* Soal Latihan a *
Tentukan apakah setiap pernyataan berikut sesuai dengan teks bacaan di bawah. Jawab ya atau tidak, lalu kutip kata-kata teks yang menjadi penentunya.
(i) KAMI merupakan gabungan organisasi intra dan ekstra-universiter.
(ii) Tarif angkutan umum dinaikkan 300% - 500%.
(iii) Uang kertas Rp10.000,00 dan Rp5.000,00 ditarik dari peredaran dalam jangka satu tahun.

┌─ Teks Bacaan

Harus diakui bahwa setiap era selalu memiliki momentumnya masing-masing yang selalu berubah dari masa ke masa. Pergerakan mahasiswa prakemerdekaan berjuang membangun pondasi kebangsaan. Pada awal pascakemerdekaan mahasiswa juga masih berjuang untuk membangun rasa nasionalismenya. Baru pada awal tahun 1960-an mahasiswa mulai angkat bicara tentang “Amanat Penderitaan Rakyat” atau Ampera. Ternyata hal inilah yang kemudian mengilhami kenapa pada lirik lagu “Genderang UI” terdapat kata “Ampera”. Karena kebetulan saya juga pernah diajarkan untuk menyanyikan lagu tersebut.

Tanggal 1 Oktober 1965 PKI berusaha mengudeta pemerintahan. Beruntung usaha ini dapat digagalkan oleh ABRI. Karena peristiwa ini dunia mahasiswa pun ikut bergolak. Mahasiswa kemudian ikut aktif membersihkan dunia kampus dari unsur PKI-Gestapu dengan membentuk organisasi Kesatuan Aksi Mahasiswa Indonesia (KAMI) yang merupakan gabungan dari organisasi intra maupun ekstra-universiter. Namun, usaha ini tidak berjalan mulus. Karena banyak menteri yang terlibat usaha kup Gestapu menyabotase usaha pengganyangan oleh mahasiswa, rakyat, dan ABRI. Untuk menghindari pengganyangan tersebut salah satu jalur yang mereka tempuh adalah jalur ekonomi.

Desember 1965 menteri-menteri Gestapu mengeluarkan peraturan pemerintah di bidang moneter.  Dalam peraturan tersebut nilai rupiah dipangkas. Uang Rp1.000,00 disamakan dengan Rp1,00. Uang kertas Rp10.000,00 dan Rp5.000,00 ditarik dari peredaran dalam jangka satu bulan dan dikenakan 10% iuran revolusi. Harga-harga melonjak hingga ratusan persen dalam waktu seminggu. Masyarakat pun panik. Banyak orang melemparkan uangnya ke pasar dengan memborong barang. Apalagi waktu itu menjelang Idul Fitri, Natal, dan tahun baru. Kekacauan ini diperparah lagi dengan politik kenaikan harga dari pemerintah. Tarif angkutan umum saja dinaikkan 500% - 1000%. Begitu juga dengan harga lainnya seperti beras yang naik 300% - 500%. Kenaikan harga ini semakin menyengsarakan rakyat kecil. Tentunya semua ini bertujuan untuk mengalihkan masyarakat dari isu pengganyangan Gestapu.

└─
┌─ Kutipan Entri

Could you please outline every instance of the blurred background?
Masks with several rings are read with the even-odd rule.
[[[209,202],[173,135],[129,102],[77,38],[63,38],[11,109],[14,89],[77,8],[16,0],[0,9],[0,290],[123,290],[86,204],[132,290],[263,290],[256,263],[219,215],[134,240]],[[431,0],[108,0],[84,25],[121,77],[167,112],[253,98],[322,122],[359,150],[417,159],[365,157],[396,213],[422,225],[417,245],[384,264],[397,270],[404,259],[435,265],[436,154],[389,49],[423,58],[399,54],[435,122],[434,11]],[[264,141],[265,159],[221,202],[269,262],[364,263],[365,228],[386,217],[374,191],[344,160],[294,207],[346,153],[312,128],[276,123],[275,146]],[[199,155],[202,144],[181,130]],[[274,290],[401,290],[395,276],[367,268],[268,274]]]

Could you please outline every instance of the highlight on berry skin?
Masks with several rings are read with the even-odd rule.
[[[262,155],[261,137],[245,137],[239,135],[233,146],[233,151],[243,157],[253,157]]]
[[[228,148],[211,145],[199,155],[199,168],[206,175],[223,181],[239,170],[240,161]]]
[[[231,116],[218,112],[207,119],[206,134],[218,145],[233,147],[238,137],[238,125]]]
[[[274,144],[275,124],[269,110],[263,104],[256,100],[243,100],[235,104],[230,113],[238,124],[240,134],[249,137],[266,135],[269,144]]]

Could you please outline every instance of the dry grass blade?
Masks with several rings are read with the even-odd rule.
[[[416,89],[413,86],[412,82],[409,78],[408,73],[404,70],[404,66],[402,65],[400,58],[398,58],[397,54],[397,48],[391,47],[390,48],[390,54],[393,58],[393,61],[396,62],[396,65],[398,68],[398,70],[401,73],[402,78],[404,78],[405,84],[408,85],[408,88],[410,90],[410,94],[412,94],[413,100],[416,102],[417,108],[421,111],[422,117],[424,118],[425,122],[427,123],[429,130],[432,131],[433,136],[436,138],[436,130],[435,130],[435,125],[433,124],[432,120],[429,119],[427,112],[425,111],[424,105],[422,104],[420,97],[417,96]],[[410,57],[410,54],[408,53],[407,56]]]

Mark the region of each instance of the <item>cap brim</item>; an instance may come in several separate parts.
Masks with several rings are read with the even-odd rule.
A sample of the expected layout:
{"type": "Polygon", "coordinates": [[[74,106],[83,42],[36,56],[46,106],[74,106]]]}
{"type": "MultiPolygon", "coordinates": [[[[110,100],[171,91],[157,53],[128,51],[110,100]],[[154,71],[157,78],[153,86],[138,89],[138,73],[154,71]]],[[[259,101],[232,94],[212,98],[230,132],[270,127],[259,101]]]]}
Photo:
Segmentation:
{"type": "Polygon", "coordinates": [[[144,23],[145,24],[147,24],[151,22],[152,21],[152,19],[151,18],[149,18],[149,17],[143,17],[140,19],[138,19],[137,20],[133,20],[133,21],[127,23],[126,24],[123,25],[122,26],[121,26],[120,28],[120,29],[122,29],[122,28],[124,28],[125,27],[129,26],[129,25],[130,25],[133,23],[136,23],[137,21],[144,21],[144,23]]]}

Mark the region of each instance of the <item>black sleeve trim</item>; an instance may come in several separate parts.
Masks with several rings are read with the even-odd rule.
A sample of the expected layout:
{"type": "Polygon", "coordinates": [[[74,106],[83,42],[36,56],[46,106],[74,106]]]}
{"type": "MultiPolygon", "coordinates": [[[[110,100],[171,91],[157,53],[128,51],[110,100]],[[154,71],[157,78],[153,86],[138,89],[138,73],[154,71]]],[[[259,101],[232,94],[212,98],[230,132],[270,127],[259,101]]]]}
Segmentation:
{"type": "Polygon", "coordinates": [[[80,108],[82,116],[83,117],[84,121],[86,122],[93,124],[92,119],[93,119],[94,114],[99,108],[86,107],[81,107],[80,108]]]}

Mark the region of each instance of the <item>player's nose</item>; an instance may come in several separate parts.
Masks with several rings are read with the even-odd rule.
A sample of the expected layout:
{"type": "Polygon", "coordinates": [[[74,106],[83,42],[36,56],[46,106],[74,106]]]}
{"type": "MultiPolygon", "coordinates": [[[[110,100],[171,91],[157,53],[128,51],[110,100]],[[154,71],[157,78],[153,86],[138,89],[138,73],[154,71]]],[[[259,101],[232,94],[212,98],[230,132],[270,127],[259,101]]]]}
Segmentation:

└─

* Soal Latihan b *
Ambil setiap baris entri di atas yang memuat kata "Mark". Huruf besar dan huruf kecil dibedakan.

* Jawaban Benar a *
(i) Ya: "yang merupakan gabungan dari organisasi intra maupun ekstra-universiter"
(ii) Tidak: "Tarif angkutan umum saja dinaikkan 500% - 1000%."
(iii) Tidak: "ditarik dari peredaran dalam jangka satu bulan"

* Jawaban Benar b *
Mark the region of each instance of the <item>cap brim</item>; an instance may come in several separate parts.
Mark the region of each instance of the <item>black sleeve trim</item>; an instance may come in several separate parts.
Mark the region of each instance of the <item>player's nose</item>; an instance may come in several separate parts.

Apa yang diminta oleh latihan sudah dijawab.